**Problem statement:** Reproduce every line of the listing from the line containing "Check that each instance of the soldier" through the line containing "<point>158,175</point>", adding -56 to each x and y coordinate of the marked points. Give only those lines.

**Listed entries:**
-=-=-=-=-
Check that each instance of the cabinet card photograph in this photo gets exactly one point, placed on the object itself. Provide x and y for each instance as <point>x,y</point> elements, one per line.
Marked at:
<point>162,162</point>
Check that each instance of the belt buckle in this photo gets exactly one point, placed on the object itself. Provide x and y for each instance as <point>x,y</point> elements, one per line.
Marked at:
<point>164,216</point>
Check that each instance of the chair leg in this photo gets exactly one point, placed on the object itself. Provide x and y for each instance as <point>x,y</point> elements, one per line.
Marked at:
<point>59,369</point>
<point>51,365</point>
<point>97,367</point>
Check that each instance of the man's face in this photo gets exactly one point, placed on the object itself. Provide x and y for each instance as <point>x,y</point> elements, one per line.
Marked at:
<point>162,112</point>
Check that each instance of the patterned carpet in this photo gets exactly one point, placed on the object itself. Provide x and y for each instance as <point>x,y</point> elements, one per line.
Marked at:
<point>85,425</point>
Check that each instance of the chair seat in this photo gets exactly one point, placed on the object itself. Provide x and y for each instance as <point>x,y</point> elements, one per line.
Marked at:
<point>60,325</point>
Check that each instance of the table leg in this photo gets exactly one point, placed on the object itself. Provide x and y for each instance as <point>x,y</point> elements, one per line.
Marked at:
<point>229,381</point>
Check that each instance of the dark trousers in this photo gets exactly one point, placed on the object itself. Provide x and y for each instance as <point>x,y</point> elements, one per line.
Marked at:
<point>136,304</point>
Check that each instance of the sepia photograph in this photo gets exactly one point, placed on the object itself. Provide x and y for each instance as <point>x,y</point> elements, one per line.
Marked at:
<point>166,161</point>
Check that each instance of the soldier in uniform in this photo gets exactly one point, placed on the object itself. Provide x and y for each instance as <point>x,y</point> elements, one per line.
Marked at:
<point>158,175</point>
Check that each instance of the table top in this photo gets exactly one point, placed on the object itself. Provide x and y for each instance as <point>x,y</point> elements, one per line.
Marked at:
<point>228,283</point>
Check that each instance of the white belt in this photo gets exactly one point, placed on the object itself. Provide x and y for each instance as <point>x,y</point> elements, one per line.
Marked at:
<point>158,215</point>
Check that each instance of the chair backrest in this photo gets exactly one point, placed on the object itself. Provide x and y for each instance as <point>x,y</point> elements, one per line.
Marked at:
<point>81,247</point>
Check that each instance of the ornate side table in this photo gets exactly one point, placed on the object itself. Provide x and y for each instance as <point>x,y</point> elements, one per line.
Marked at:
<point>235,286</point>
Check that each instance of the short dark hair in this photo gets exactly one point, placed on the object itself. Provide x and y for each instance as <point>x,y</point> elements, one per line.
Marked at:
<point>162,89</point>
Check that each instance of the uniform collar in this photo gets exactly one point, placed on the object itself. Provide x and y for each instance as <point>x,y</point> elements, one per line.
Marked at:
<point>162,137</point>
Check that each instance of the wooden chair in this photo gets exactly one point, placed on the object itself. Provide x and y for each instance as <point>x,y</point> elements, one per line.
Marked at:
-=-=-=-=-
**In response:**
Check that each instance of the soldier in uniform in this photo gets exactly one point, placed on the object itself. Provide x and y for each instance as <point>x,y</point> elements, one per line.
Marked at:
<point>102,119</point>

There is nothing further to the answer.